> Task directions
Print nothing but the lines below starting at the line that holds "Query: ceiling fan light fixture" and ending at the line that holds "Query: smoke detector", including both, each exactly as written.

------

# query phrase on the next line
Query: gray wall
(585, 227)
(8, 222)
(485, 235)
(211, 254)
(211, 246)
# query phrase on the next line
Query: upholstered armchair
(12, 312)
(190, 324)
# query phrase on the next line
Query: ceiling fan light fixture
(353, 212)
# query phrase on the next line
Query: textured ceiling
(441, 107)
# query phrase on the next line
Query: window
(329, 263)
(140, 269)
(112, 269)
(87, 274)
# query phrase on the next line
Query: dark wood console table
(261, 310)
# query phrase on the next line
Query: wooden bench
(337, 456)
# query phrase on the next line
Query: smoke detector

------

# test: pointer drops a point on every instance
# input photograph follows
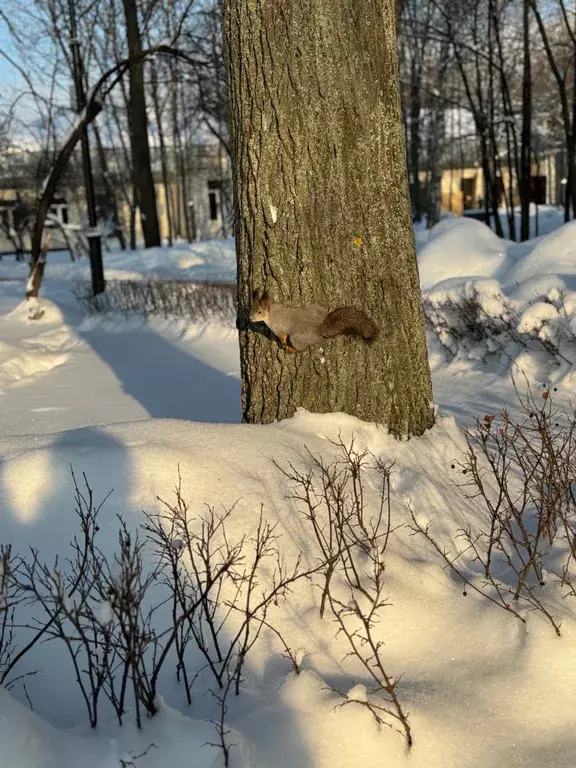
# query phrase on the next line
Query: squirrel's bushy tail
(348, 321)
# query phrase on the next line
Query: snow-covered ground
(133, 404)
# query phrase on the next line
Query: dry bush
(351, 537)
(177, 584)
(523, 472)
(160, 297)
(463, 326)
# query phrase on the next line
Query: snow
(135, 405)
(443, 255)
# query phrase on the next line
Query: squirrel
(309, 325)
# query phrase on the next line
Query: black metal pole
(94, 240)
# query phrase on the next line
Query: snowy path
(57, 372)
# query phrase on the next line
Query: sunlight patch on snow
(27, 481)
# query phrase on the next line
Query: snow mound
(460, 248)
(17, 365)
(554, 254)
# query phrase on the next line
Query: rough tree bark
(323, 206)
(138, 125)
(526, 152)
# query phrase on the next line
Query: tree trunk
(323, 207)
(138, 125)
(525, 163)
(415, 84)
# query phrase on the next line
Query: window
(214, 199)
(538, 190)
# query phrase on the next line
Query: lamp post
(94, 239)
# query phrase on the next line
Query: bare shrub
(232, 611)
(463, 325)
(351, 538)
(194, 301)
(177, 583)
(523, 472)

------

> Reply to the exercise
Query: ceiling fan light fixture
(353, 212)
# query phrase on the next line
Query: textured ceiling
(441, 107)
# query phrase on the next line
Query: window
(329, 263)
(140, 269)
(112, 269)
(87, 274)
# query phrase on the next line
Query: dark wood console table
(261, 310)
# query phrase on the next line
Query: wooden bench
(337, 456)
# query phrase on the next line
Query: smoke detector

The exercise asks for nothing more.